▶ [What you will do]
Return all of the data below verbatim and exclude every picture.
───── Data shown ─────
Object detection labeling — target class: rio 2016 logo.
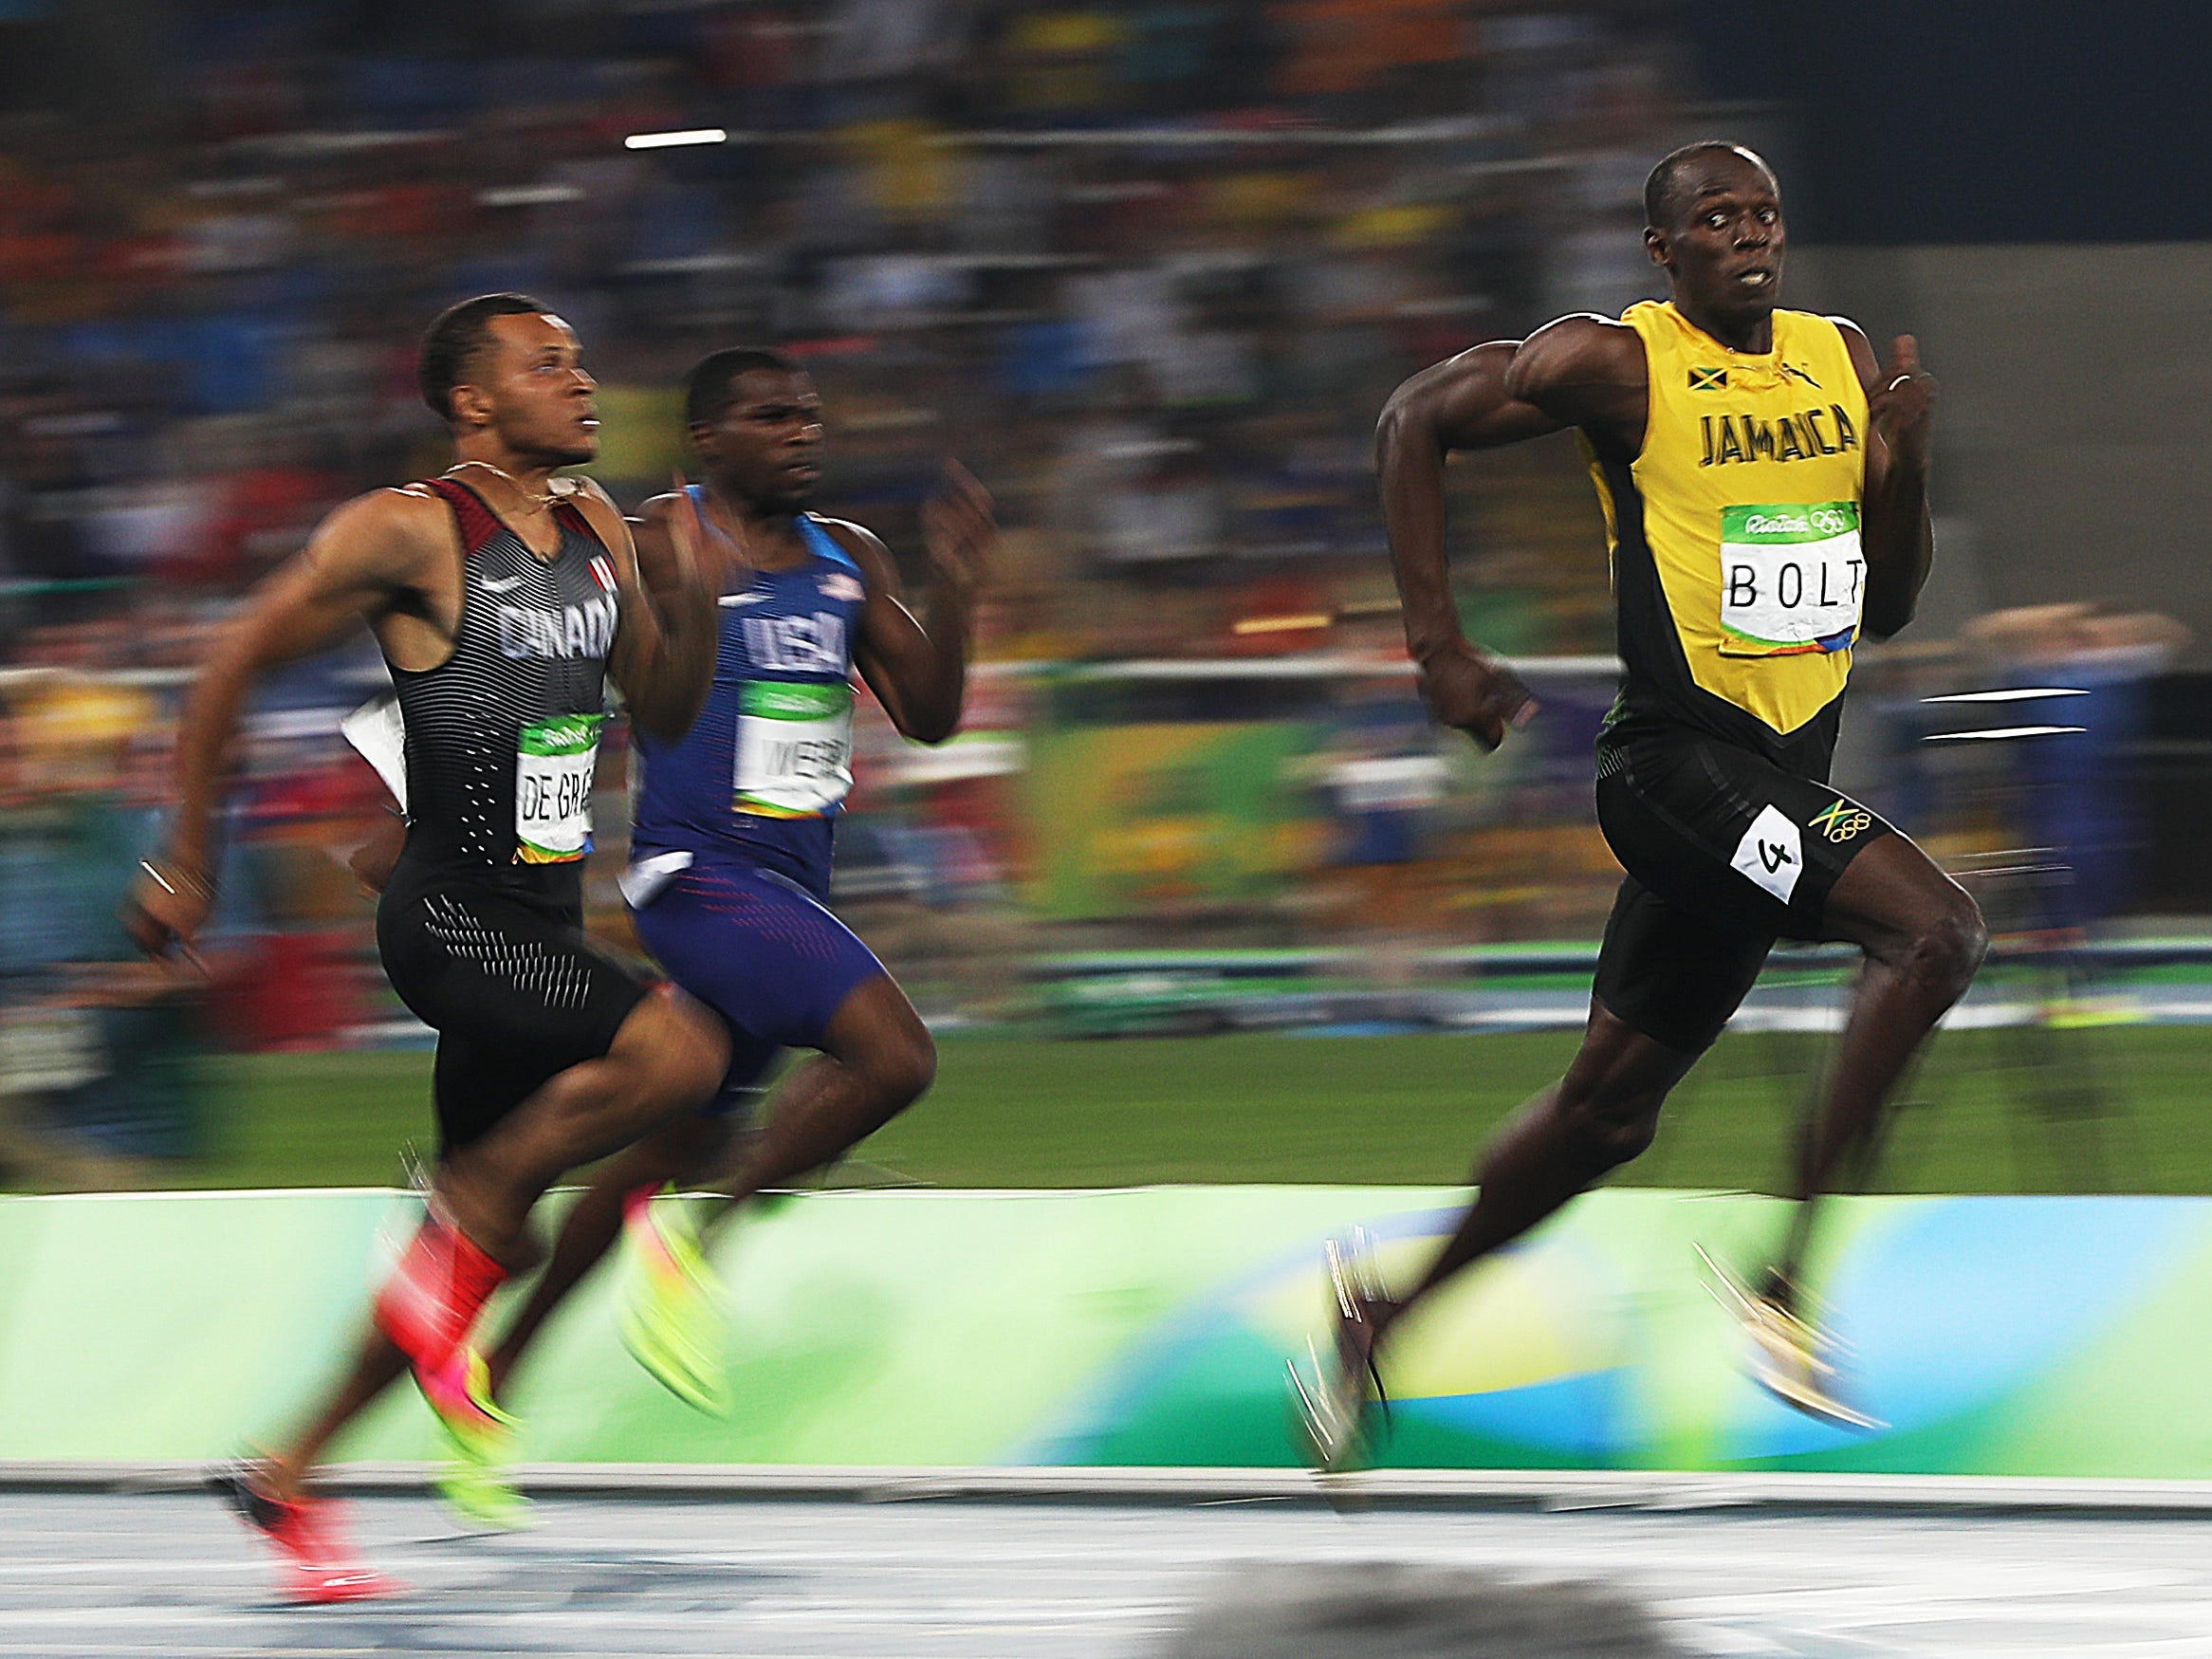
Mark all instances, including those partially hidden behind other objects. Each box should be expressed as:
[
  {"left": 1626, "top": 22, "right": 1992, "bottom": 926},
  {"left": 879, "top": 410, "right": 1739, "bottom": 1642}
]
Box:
[{"left": 1742, "top": 507, "right": 1855, "bottom": 539}]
─────
▶ [Problem solution]
Object detection labeling — target class: rio 2016 logo.
Mark all instances, including those partially hidden behind other objects. Each box should be expressed as:
[
  {"left": 1626, "top": 22, "right": 1992, "bottom": 926},
  {"left": 879, "top": 410, "right": 1739, "bottom": 1642}
]
Box:
[{"left": 1742, "top": 507, "right": 1855, "bottom": 539}]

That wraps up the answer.